(Saved entries)
^^^^

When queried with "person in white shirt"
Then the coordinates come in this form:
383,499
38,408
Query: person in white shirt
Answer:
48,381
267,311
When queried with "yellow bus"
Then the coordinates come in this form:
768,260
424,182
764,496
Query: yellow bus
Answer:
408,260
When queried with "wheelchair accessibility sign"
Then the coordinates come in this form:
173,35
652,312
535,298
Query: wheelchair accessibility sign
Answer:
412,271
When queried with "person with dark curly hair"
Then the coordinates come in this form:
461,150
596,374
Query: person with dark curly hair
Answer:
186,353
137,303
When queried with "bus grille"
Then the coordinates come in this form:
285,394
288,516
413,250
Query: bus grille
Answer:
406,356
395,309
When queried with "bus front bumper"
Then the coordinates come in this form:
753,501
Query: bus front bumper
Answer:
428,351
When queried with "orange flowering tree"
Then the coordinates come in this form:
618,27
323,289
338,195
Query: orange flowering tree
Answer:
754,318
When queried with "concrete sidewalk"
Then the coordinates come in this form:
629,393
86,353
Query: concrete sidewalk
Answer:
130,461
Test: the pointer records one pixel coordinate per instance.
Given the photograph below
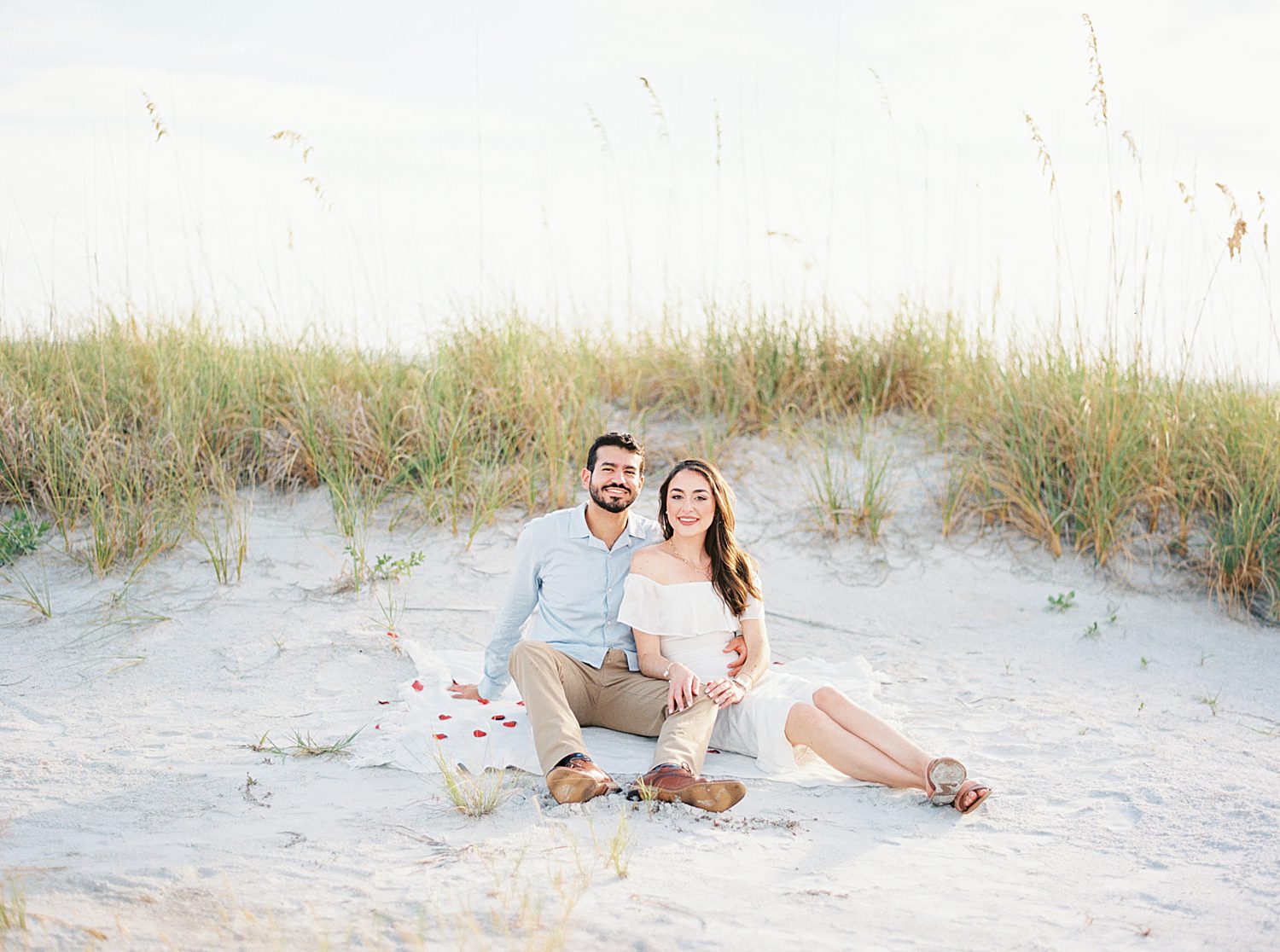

^^^^

> _TASK DIRECTIONS_
When the string "sidewalk" appears in a line of the records above, that line is to be copied.

> _RESPONSE TO THE EXERCISE_
When queried with "concrete sidewalk"
Query: concrete sidewalk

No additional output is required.